▶ EXCERPTED DATA:

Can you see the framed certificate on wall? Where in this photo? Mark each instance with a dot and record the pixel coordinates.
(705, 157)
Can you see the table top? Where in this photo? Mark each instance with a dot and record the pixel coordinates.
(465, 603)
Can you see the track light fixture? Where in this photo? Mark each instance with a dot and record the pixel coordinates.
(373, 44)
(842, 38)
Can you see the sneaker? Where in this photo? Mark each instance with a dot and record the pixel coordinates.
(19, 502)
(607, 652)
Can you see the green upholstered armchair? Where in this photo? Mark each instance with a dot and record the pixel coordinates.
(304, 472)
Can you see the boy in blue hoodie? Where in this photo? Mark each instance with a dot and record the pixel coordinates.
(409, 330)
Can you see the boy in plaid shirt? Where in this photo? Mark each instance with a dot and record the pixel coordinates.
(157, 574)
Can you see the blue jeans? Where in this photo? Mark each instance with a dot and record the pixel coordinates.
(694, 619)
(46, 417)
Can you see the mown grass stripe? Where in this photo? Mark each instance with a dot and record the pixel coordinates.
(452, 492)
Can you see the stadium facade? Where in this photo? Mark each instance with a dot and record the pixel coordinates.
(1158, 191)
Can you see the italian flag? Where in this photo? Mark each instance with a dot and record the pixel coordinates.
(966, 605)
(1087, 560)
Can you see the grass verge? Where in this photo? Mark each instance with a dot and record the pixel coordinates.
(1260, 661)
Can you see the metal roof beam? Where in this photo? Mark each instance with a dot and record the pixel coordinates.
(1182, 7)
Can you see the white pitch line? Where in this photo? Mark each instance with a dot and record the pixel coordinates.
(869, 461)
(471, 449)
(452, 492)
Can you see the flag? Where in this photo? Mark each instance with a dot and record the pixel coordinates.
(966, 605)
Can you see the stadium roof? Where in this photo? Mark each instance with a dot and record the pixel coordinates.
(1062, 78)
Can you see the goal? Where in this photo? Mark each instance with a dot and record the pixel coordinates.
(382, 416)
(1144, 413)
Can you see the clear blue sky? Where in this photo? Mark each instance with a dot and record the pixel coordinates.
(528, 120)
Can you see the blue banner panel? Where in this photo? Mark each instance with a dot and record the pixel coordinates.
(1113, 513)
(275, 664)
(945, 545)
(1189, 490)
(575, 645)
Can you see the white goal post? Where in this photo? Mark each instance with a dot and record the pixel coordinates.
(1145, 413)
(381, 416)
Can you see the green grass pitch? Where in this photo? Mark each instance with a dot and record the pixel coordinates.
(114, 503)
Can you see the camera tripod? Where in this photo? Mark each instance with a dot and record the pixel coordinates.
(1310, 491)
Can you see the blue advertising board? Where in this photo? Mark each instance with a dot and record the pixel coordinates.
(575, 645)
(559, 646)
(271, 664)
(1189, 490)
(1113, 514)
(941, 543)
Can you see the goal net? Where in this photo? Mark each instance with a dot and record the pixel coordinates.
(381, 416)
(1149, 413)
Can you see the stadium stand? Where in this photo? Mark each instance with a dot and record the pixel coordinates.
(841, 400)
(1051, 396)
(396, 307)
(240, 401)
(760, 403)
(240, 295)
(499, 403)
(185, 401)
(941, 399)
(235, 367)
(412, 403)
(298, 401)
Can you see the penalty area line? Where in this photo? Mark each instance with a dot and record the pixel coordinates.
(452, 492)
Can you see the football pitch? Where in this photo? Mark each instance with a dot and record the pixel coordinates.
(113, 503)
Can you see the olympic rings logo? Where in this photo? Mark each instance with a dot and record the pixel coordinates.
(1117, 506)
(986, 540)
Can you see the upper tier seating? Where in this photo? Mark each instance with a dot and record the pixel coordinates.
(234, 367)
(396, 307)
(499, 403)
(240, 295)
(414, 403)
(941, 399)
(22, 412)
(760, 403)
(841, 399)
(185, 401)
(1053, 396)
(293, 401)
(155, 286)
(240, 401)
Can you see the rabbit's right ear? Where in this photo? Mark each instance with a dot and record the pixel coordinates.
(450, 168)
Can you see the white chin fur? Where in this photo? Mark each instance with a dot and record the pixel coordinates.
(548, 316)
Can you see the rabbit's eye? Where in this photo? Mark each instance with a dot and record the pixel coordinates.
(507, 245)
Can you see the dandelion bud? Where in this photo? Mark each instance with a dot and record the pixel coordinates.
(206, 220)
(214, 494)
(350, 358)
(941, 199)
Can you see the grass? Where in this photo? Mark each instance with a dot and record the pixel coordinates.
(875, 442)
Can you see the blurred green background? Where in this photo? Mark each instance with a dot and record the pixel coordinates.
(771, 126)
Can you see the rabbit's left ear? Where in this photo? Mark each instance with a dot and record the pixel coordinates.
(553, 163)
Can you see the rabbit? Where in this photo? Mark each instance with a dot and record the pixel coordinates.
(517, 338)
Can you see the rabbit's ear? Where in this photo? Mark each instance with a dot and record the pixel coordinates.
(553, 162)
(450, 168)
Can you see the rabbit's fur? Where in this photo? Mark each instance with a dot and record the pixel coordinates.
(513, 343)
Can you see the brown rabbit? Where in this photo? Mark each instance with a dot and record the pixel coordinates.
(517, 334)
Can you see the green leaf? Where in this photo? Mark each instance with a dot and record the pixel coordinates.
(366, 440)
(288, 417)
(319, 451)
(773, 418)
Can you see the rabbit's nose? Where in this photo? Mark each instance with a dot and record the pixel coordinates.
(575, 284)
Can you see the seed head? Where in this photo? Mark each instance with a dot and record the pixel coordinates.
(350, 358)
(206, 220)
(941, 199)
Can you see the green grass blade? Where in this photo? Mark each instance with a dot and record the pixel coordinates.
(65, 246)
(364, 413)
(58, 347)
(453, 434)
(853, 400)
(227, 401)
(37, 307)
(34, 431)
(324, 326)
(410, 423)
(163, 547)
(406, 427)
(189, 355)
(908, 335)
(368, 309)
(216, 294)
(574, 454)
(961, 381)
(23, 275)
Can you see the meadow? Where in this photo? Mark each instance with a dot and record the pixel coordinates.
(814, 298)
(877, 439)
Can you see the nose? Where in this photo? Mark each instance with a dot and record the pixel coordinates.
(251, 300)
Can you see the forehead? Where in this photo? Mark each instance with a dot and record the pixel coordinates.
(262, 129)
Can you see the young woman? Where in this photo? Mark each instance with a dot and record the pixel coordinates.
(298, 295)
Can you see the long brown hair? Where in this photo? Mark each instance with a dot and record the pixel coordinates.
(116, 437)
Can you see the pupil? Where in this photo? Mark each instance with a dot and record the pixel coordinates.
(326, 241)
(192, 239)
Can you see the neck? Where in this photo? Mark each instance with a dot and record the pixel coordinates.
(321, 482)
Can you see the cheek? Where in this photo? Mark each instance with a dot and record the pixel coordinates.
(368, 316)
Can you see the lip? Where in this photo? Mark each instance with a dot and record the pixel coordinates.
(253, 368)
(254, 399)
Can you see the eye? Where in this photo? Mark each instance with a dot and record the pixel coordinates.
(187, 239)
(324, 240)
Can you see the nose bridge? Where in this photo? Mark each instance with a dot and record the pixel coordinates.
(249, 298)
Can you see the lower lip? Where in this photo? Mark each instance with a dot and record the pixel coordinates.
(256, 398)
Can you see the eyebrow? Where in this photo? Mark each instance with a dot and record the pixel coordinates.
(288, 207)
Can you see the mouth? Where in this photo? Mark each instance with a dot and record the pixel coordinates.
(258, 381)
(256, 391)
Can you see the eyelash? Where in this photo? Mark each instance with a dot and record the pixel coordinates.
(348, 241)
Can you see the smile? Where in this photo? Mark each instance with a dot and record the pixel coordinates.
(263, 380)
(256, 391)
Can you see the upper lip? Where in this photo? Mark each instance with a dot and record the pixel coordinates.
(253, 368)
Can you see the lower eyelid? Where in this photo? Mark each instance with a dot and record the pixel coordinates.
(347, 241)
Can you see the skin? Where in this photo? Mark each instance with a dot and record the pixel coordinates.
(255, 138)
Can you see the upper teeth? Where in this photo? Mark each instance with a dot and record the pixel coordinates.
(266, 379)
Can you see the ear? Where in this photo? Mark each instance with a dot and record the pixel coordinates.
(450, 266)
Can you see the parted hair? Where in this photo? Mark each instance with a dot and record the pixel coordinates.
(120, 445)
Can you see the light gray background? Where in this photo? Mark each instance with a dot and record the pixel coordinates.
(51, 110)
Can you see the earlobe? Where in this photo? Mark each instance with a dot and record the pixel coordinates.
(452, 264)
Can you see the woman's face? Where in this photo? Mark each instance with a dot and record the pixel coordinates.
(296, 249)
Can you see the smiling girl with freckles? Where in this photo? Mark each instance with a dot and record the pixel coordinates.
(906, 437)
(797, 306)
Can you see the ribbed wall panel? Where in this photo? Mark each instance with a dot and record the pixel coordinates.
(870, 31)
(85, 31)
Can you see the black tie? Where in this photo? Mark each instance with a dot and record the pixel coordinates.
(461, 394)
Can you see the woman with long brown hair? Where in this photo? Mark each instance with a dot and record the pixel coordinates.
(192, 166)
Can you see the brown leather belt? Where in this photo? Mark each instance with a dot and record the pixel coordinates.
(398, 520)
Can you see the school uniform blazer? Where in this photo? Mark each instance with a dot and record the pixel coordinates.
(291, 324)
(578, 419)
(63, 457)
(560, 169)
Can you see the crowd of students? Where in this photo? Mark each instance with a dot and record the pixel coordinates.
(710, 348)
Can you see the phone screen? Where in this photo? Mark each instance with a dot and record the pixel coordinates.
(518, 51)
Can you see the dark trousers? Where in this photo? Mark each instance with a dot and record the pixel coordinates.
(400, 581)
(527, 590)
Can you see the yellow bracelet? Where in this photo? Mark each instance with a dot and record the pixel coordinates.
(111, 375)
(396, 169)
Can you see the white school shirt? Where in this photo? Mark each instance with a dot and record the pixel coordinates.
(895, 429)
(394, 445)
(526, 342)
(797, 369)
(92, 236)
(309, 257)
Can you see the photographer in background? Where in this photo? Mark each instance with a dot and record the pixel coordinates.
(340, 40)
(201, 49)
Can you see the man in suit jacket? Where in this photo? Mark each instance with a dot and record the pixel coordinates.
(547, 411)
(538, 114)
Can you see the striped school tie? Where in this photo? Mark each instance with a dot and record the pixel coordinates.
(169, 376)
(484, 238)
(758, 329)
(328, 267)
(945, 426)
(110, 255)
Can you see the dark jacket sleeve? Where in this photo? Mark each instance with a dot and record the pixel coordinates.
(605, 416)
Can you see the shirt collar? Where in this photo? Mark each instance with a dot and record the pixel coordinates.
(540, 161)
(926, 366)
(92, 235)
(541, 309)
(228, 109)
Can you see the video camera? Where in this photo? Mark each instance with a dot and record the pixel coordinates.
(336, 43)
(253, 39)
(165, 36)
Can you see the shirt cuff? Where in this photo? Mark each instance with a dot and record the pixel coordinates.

▶ GIVEN PROBLEM: Reproduce the lines from the line containing "Can you see the stadium facade?" through the line containing "(1260, 661)", both included. Substitute "tricolor flag" for "italian flag" and leave everything else unchanged.

▶ WRITTEN ANSWER:
Can you see the stadium facade? Where in this photo? Mark each instance with a dot and record the pixel coordinates.
(1158, 191)
Can you see the tricolor flag? Where in this photo? Mark each instance with a dot and record the pixel coordinates.
(966, 605)
(1087, 560)
Can you see the grass verge? Where in this photo? Mark each instance with a dot and record the pixel coordinates.
(1260, 661)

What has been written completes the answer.